### PROVIDED PASSAGE
The province of Ontario in Canada at year-end committed $200-$270 million to clean transportation, including its commercial trucking industry, for technology investments that will reduce the carbon emissions from heavy-duty trucks, and natural gas vehicles (NGV) comprise one of the major focuses for the program.

It’s part of the province’s Climate Change Action Plan, which includes cap-and-trade. Timing and the conditions for the provincial government funds, however, are still undetermined.

“Third-party economic experts have confirmed that our plan is both the most cost effective and best at reducing emissions compared to carbon pricing alternatives,” said a spokesperson for Ontario’s Minister of Environment and Climate Change. “Reinvesting all cap-and-trade revenue will also allow us to support up to $8.3 billion in projects that fight climate change like home and business retrofits.”

Ontario’s climate plan includes $125 million to $170 million for a green commercial vehicle program, and another $75-100 million towards a low-emission fueling network, budgeting a range $200 million to $270 million overall.

As a result, the Ontario Trucking Association (OTA) issued a report, “Natural Gas as an Alternative Fuel for Canadian Truck Fleets: A Roadmap Toward Implementation,” in December as a means of helping government officials outline a heavy-duty NGV truck program.

OTA’s report examines two broad areas where investment dollars are needed from Canadian fleets — vehicle and station costs, along with ancillary costs. This is where the rubber meets the road as far as fleets making the transition to NGVs, according to the report.

“Ancillary expenses can make up to 10% of the overall cost of switching to NGVs, so without assistance and funding in these critical areas, fleets can easily become frustrated, making a successful conversion to natural gas less likely,” OTA President Stephen Laskowski said. “Trucking companies are in the business of moving freight, we are not fuel transition experts.”

Ontario provincial government assistance is critical to making the transition to more NGV trucks “seamless,” Laskowski said.

OTA has called on the provincial government to fund up to $60,000 per NGV to offset the cost differential of a diesel engine. And OTA also is urging the Ontario government to provide carriers the same incentives that are being given to fuel suppliers to build stations, particularly fleet operators seeking to build their own fueling stations.

NGV truck and infrastructure costs for a 20-truck fleet are estimated at $3.4 million with ancillary costs of $325,000, according to an OTA analysis. The association is urging more analysis of the ancillary costs, such as fleet transition evaluation, facility upgrades, driver training and other change management expenses.

The provincial push for cleaner truck operations is an outgrowth of Ontario’s five-year climate change action plan released last June, calling for assistance to businesses and individuals to transition to a low-carbon economy. Overall, the plan’s specific programs and initiatives are estimated to have a five-year total cost of C$8.3 billion to reduce greenhouse gas emissions by 9.8 million tons by 2020, or 15% below 1990 levels.

Meanwhile, in the United States in late December, American Natural Gas (ANG) added to its network of NGV fueling stations with the purchase of Questar Fueling Co. and its 11 stations spread around six western states. Financial terms of the deal were not disclosed, but with the separate acquisition of Constellation CNG LLC also in December, ANG now owns and operates 40 fueling stations in 13 states.

### BRIEF A
According to the article on Ontario's clean trucking funding, how much has the Ontario Trucking Association asked the province to fund per natural gas truck?

### TASK INPUTS
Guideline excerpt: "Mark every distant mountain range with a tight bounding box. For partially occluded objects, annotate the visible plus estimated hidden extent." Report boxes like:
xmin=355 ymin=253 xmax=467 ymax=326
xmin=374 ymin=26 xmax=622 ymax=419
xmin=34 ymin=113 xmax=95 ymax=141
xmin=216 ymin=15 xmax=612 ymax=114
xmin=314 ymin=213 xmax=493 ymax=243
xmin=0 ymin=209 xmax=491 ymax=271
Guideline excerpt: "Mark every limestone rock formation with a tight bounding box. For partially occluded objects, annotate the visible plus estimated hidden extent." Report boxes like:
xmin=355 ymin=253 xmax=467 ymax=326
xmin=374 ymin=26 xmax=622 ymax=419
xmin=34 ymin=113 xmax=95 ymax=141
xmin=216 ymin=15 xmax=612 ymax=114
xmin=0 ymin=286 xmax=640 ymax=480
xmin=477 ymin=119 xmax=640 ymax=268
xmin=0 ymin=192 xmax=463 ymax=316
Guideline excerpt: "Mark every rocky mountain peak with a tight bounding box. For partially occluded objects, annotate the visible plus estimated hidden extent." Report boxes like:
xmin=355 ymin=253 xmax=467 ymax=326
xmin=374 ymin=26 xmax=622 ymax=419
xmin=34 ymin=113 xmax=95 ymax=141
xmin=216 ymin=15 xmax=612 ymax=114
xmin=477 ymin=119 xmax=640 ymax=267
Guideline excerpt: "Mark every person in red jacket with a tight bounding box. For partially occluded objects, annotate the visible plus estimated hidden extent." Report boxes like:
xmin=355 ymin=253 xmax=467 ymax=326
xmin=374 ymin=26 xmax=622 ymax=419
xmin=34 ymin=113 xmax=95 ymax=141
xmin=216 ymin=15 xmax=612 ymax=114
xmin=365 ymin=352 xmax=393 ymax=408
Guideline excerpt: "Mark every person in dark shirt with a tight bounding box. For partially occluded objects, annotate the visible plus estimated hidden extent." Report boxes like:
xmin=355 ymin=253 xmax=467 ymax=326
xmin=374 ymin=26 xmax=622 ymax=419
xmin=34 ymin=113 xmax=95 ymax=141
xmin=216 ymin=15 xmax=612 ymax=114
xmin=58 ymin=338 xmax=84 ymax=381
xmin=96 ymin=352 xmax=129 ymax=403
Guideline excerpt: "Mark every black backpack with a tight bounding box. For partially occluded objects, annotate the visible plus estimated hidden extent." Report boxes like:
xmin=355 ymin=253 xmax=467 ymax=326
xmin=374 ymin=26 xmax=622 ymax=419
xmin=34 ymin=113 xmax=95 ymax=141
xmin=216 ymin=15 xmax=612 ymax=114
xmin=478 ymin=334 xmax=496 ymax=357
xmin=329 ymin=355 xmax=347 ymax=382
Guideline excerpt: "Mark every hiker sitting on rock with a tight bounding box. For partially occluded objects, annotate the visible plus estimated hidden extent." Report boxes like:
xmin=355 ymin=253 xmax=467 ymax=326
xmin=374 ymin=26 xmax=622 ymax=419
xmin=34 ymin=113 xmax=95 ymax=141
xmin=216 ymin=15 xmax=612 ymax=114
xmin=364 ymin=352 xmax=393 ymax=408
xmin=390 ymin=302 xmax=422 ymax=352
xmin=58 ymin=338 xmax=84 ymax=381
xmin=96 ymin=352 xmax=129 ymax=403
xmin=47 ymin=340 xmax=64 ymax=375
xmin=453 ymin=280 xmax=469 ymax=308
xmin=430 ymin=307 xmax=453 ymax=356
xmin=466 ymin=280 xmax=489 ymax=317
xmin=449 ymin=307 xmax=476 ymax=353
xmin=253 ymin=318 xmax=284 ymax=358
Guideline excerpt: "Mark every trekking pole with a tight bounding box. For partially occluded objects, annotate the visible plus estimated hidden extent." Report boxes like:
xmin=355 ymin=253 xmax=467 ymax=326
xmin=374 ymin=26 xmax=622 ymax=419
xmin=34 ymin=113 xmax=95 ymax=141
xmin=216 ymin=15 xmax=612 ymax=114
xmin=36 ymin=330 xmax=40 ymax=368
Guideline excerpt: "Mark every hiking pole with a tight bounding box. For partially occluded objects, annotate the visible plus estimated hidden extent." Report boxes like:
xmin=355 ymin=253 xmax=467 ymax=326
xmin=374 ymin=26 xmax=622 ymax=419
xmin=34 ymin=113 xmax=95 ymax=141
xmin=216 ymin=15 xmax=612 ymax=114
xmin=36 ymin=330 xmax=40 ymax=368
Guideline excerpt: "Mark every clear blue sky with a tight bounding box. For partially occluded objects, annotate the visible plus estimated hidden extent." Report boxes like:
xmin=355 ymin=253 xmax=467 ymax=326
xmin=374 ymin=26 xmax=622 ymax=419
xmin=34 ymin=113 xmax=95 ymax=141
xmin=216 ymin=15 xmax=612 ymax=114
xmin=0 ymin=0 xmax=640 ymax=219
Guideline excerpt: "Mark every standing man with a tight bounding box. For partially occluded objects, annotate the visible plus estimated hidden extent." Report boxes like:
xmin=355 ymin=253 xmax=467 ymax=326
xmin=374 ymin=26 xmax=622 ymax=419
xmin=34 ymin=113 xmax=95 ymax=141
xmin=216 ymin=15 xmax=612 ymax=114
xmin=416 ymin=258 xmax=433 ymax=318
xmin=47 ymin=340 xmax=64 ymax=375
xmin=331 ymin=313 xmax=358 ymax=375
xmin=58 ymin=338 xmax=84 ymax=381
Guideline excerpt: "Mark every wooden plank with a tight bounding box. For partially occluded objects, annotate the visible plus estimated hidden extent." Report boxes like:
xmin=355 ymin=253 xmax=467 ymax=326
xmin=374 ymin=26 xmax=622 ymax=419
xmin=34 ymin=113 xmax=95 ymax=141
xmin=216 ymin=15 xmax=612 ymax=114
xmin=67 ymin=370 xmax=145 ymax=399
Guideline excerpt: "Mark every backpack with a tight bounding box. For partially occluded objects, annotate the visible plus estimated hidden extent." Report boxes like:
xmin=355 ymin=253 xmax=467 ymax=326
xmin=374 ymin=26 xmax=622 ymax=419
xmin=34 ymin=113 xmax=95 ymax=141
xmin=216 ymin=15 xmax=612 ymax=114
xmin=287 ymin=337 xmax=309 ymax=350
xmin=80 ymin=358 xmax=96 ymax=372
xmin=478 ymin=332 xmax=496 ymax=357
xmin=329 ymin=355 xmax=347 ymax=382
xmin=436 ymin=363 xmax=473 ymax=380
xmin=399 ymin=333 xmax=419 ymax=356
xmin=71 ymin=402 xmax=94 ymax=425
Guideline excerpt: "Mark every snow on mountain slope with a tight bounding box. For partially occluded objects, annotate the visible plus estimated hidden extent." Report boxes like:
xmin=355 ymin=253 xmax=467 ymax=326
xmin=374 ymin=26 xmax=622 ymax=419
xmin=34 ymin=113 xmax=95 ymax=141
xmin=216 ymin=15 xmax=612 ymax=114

### BRIEF B
How many lines in the listing contain the word "wooden"? Case counts, and the reply should be only the number.

### EXERCISE OUTPUT A
Up to $60,000 per NGV.

### EXERCISE OUTPUT B
1